* DATA PROVIDED *
►

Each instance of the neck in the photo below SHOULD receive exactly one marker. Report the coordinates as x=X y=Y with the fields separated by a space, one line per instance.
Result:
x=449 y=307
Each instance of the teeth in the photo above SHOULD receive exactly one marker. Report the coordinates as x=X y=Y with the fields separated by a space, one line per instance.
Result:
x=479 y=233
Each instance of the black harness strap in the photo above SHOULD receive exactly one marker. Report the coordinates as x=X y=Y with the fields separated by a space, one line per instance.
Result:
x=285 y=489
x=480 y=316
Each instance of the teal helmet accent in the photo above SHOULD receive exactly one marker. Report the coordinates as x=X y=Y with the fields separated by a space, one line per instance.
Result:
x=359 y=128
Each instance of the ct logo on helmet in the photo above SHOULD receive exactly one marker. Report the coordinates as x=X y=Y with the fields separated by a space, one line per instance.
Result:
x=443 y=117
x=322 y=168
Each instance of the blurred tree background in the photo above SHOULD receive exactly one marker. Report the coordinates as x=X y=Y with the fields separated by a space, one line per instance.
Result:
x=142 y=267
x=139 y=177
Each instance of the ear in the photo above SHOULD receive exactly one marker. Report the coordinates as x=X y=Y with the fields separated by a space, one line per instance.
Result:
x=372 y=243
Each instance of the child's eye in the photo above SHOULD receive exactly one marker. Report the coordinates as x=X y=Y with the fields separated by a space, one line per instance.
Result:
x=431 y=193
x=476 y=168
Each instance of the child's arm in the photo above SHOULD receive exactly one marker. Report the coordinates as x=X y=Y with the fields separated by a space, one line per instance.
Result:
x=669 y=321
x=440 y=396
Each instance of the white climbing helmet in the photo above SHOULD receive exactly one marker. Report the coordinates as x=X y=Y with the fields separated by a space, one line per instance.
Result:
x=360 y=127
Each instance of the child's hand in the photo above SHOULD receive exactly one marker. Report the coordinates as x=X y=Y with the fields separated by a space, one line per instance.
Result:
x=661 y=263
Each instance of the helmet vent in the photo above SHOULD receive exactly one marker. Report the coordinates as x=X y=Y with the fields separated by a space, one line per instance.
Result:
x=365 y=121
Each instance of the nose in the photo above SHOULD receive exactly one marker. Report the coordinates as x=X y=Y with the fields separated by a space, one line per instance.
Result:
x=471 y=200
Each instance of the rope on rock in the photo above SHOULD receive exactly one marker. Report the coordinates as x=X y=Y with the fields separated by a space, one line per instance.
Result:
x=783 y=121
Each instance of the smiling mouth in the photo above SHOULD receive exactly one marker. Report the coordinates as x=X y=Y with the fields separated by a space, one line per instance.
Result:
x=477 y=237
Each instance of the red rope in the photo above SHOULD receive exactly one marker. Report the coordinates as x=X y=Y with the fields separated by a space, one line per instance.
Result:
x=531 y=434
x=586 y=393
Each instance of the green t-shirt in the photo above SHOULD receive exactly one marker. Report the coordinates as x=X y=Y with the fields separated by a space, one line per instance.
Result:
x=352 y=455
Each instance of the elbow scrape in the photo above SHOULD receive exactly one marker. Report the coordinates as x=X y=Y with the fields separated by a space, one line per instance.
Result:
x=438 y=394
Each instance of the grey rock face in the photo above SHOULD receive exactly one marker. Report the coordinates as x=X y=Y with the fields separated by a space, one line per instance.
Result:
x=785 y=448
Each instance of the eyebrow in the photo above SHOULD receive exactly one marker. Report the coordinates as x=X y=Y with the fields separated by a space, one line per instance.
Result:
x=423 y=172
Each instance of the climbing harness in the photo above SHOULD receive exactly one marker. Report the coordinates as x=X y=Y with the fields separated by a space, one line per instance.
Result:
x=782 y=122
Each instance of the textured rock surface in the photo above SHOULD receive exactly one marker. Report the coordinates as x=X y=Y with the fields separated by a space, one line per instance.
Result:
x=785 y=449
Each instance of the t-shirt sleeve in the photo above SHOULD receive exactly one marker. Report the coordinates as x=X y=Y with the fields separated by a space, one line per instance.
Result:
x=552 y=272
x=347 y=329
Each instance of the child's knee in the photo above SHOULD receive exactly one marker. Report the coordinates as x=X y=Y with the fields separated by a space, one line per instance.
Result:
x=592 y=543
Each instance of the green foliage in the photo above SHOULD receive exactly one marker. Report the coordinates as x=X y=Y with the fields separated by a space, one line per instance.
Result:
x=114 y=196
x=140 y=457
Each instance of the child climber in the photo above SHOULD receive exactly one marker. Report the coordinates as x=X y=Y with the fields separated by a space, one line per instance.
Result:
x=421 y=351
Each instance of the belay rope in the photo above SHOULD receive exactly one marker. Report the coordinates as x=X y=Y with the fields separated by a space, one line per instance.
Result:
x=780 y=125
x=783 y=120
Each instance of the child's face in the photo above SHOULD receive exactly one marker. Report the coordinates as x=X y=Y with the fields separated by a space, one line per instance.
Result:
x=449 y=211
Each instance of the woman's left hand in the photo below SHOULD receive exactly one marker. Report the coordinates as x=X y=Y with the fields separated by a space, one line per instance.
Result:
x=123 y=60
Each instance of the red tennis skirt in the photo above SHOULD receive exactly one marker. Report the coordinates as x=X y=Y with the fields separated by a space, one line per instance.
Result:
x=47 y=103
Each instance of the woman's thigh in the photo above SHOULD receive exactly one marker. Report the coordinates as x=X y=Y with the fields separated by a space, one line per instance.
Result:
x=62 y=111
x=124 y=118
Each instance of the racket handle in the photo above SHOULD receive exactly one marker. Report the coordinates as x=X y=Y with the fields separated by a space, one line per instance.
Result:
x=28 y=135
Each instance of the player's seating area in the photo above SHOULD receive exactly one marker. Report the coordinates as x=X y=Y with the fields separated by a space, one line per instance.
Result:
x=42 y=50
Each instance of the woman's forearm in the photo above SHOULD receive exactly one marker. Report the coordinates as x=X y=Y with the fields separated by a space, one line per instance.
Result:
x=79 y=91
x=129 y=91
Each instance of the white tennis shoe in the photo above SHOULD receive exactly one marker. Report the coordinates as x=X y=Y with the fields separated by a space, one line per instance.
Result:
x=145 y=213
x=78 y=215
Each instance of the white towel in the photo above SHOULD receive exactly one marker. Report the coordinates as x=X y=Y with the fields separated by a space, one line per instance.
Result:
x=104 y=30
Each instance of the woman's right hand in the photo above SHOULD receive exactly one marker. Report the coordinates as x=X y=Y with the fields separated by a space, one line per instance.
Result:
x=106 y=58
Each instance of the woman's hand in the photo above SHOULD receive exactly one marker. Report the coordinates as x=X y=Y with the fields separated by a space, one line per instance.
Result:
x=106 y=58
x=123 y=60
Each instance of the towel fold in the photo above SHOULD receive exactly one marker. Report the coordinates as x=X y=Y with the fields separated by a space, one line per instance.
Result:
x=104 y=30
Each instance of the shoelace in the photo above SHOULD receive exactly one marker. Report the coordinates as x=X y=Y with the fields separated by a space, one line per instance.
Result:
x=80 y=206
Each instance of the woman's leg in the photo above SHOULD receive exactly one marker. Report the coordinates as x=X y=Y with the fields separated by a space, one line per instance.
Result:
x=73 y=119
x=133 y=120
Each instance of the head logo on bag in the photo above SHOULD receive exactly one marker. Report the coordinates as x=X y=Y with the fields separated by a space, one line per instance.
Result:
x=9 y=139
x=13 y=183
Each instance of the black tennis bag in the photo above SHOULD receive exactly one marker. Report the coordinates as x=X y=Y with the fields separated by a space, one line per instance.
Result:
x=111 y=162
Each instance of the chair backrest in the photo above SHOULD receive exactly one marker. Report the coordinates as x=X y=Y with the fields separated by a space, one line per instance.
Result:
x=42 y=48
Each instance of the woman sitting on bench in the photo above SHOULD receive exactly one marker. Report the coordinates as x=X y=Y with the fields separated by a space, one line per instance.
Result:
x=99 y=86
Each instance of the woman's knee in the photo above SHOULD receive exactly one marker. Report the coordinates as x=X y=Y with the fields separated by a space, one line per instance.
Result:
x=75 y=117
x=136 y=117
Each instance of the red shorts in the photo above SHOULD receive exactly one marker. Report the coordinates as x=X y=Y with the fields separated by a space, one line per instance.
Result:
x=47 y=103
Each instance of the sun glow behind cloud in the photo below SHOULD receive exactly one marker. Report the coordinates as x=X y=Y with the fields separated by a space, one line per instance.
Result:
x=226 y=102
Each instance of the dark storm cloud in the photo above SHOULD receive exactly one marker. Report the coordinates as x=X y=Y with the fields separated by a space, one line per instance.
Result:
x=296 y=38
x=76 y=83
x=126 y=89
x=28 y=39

◄

* DIRECTIVE *
Give the material above as a two-column CSV with the headers text and result. Begin at the line that has "Each instance of the green foliage" and stop after the line that has "x=783 y=120", making one row per entry with its wording in one quoted field and its coordinates in the other, and turn line breaks into spaces.

* PROBLEM SOLUTION *
text,result
"Each instance of the green foliage in the photo above SHOULD receive exactly one marker. Report the coordinates as x=X y=Y with the fields separated by a space, one line per instance. Result:","x=114 y=196 x=140 y=457"
"Each instance of the child climber in the photo above SHOULD receive exactly one marker. Report the coordinates as x=X y=Y with the fields separated by a space, one line per instance. Result:","x=421 y=351"
"Each instance of the belay rope in the photo above SHOULD receive exactly one marker. Report the coordinates as x=X y=Y with the fields separated by a space, one line per instance. Result:","x=780 y=125 x=783 y=120"